>> Start PROVIDED INFORMATION

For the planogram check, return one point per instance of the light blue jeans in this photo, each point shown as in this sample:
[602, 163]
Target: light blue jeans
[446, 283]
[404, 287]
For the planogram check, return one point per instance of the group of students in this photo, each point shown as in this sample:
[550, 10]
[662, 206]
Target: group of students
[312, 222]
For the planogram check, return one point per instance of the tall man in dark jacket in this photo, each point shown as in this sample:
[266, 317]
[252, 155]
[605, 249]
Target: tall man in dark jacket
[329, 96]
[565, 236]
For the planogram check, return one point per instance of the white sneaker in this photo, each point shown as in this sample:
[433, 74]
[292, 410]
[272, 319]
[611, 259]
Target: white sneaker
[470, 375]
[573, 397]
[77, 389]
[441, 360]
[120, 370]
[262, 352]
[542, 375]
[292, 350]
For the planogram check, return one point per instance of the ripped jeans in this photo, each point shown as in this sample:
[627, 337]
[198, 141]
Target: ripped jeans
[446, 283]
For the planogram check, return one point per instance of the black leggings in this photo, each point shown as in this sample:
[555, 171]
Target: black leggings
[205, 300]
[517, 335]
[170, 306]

>> End PROVIDED INFORMATION

WHAT THIS TASK INVOLVES — Using the material above, extract the line that contains "of the ripped" and every line after it, exactly as given; stop at the last line.

RESULT BELOW —
For the planogram check, return one point per instance of the ripped jeans in this photo, each point shown as in this sample:
[627, 337]
[198, 141]
Target: ripped jeans
[446, 283]
For the planogram check, return one point per instance of the black leggings in this photo, each point shown as in this sample:
[555, 171]
Target: black leggings
[205, 300]
[517, 335]
[170, 306]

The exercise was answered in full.